> _GIVEN TASK_:
Return every one of the entries below word for word, but leave the pictures out.

(Annotated coordinate entries)
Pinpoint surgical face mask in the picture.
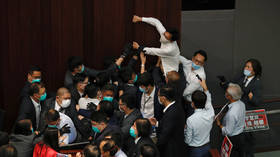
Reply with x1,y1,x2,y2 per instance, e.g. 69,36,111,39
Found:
79,65,85,73
139,87,146,93
91,126,100,133
129,127,136,138
40,92,47,101
243,69,251,77
159,35,169,43
103,96,113,102
61,99,71,108
192,62,200,70
31,78,41,83
133,74,138,83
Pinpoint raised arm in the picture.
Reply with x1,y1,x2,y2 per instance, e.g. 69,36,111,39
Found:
132,15,166,34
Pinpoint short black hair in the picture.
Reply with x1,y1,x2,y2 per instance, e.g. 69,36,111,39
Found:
166,28,180,41
102,138,118,156
193,50,207,62
95,72,110,87
73,73,87,85
84,84,99,98
120,93,136,109
0,144,18,157
243,58,262,77
159,85,176,101
99,100,114,117
28,82,45,96
14,119,32,136
192,90,207,108
83,144,101,157
119,67,135,83
46,109,60,122
140,144,157,157
135,118,152,137
104,131,123,148
28,66,41,75
91,111,108,124
67,56,83,72
137,72,154,87
101,84,115,92
43,127,59,151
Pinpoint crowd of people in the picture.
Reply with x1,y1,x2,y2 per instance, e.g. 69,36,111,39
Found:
0,16,262,157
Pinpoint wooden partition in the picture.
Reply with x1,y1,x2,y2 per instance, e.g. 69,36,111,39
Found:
0,0,181,130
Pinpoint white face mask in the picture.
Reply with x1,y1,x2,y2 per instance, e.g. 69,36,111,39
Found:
159,35,170,43
61,99,71,108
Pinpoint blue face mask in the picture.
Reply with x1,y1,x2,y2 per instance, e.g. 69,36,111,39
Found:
91,126,100,133
129,127,136,138
103,96,113,102
133,74,138,83
31,79,41,83
79,65,85,73
139,87,146,93
48,125,57,128
40,92,47,101
243,69,251,77
192,62,200,70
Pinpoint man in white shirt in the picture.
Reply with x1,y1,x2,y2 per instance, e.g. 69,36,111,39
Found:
132,15,180,76
217,83,246,157
179,50,207,102
185,80,215,157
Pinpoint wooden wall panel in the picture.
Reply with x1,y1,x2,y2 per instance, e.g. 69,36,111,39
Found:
0,0,181,130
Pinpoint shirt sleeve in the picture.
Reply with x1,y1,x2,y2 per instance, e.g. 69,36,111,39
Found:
144,45,174,57
222,113,235,135
184,119,193,144
142,17,166,34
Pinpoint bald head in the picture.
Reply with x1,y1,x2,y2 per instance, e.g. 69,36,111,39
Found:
56,87,70,96
166,71,180,83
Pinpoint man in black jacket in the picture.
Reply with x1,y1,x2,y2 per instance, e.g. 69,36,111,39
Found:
17,82,47,130
150,86,186,157
40,87,91,140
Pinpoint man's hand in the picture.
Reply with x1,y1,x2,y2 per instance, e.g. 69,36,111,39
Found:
199,80,208,92
248,92,254,100
149,118,157,126
132,41,139,50
59,124,71,135
132,15,142,23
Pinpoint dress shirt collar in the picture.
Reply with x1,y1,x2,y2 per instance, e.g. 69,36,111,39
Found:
163,101,175,113
134,137,141,144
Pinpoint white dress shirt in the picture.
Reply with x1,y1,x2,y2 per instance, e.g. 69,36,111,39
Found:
222,100,246,136
142,17,180,76
179,56,206,101
185,91,215,147
30,97,41,128
140,87,156,118
57,113,77,144
115,149,127,157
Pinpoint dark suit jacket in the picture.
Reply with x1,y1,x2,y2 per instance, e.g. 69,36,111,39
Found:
92,124,121,145
40,98,91,139
157,102,186,157
128,137,160,157
136,86,163,121
64,63,117,88
17,96,39,130
222,75,262,110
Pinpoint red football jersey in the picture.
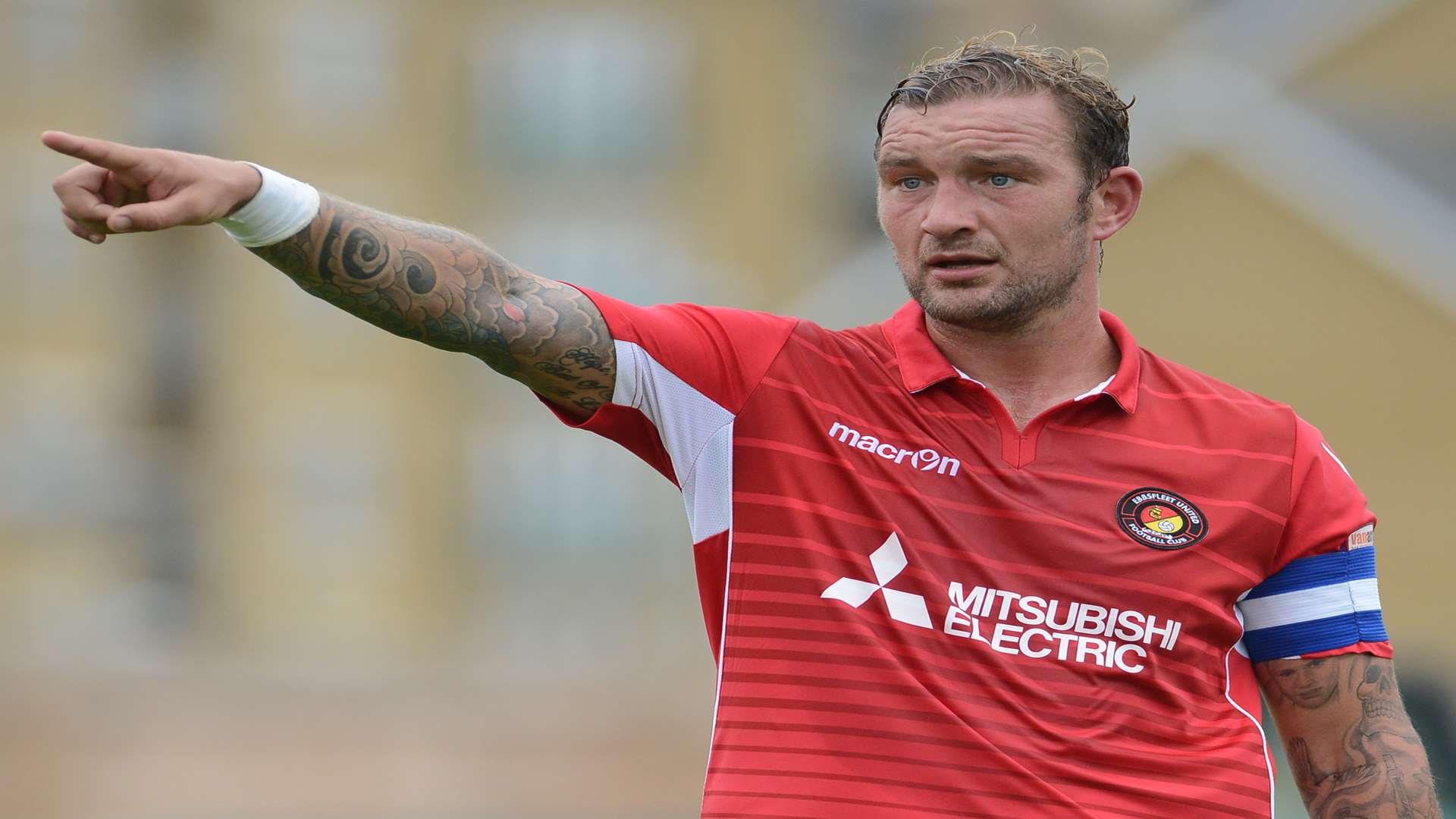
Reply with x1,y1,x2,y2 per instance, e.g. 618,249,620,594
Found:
541,291,1389,819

> _ANSWER TO THIS TASK_:
Pinpoint surgical face mask in the picture.
Reply with x1,y1,x2,y2 per instance, e.g. 69,36,111,39
Found:
79,65,85,73
139,87,146,93
91,126,100,133
129,127,136,138
40,92,47,101
243,69,251,77
159,35,169,43
103,96,113,102
61,99,71,108
192,62,200,70
31,78,41,83
133,74,138,83
Pinpoint raised arm in the picture.
Reply with x1,y1,x2,y2 per instance, e.g. 69,36,111,39
Found:
132,15,166,34
Pinpoint short black hair in the picture.
Reply with x1,y1,x2,y2 per instance, e.g. 69,36,111,39
Found:
166,28,180,41
102,138,118,156
193,50,207,62
95,72,110,87
73,73,87,85
84,84,99,98
120,93,136,109
0,144,18,157
243,58,262,77
159,85,176,101
99,100,114,117
28,82,45,96
14,119,32,136
192,90,207,108
83,144,101,157
119,67,135,83
46,109,60,122
140,144,157,157
135,118,152,137
104,131,123,148
28,66,41,75
91,111,108,124
67,56,83,72
137,72,154,87
101,84,115,92
43,127,59,151
Pinpoint crowd of people in the picture.
Reply with x1,y1,x2,y2 per instance, e.g. 69,36,111,39
Found:
0,16,262,157
Pinpoint wooden partition in the picture.
Reply with x1,y1,x2,y2 per instance, e.g. 69,36,111,39
Found:
0,0,181,130
Pinpoint white face mask in the picture.
Reply with x1,y1,x2,y2 per instance, e.g. 69,36,111,39
Found:
159,35,170,43
61,99,71,108
Pinpoint blue face mask in the picture.
Reply with x1,y1,x2,y2 per instance, e.g. 69,36,111,39
Found:
91,126,100,133
129,127,136,138
103,96,113,102
133,74,138,83
31,79,41,83
79,65,85,73
139,87,146,93
48,125,57,128
40,92,47,101
243,69,251,77
192,62,200,70
Pinpoint man in white shirt in the picture.
Reply with x1,y1,x2,y2 per instance, e.g. 69,36,111,39
Found:
132,15,180,76
217,83,246,157
179,50,207,102
185,80,215,157
Pinpoint wooden wall panel in the picture.
Reply with x1,y1,x2,y2 per instance, e.g. 69,36,111,39
Found:
0,0,181,130
Pinpoint shirt sleeve in the picture.
Reply with x1,y1,x2,y2 per instance, e.g. 69,36,111,39
Found:
144,45,174,57
222,113,235,135
184,119,193,144
142,17,166,34
Pinpoint bald head in the picture.
Reply with x1,y1,x2,y2 per instance, e.g. 69,36,111,39
Found:
56,87,70,96
166,71,180,83
Pinpoint man in black jacket in the picture.
Reply with x1,y1,x2,y2 per instance, e.g. 69,36,111,39
Found:
17,82,47,130
150,86,186,157
40,87,91,140
Pinpoint man's hand in the picture.
Reply with x1,y1,x2,y2 per instance, e.g. 69,36,111,39
Found:
199,80,208,92
248,92,254,100
149,118,157,126
132,41,139,50
59,124,71,135
132,15,142,23
Pinpoint dress shirt collar in the picture.
Reply with x1,y1,x2,y2 per instance, e.g. 69,36,111,39
Found:
163,101,175,113
134,137,141,144
Pinpoint white dress shirt in the picture.
Reply with x1,y1,x2,y2 per instance, e.g. 69,36,111,39
Found:
222,100,246,136
142,17,180,76
179,56,206,101
185,91,215,147
30,97,41,128
140,87,156,118
57,113,77,144
115,149,127,157
Pinpoint dark suit jacket in the picture.
Reply with x1,y1,x2,y2 per instance, e.g. 69,36,111,39
Found:
92,124,121,145
40,98,91,139
157,102,186,157
128,137,160,157
136,86,163,121
64,63,117,88
17,96,39,130
222,75,262,110
Pinpoint red football jersey in the picture.
Reply with x1,y1,x2,y2 per instance, e.g. 618,249,620,594
Found:
541,291,1389,819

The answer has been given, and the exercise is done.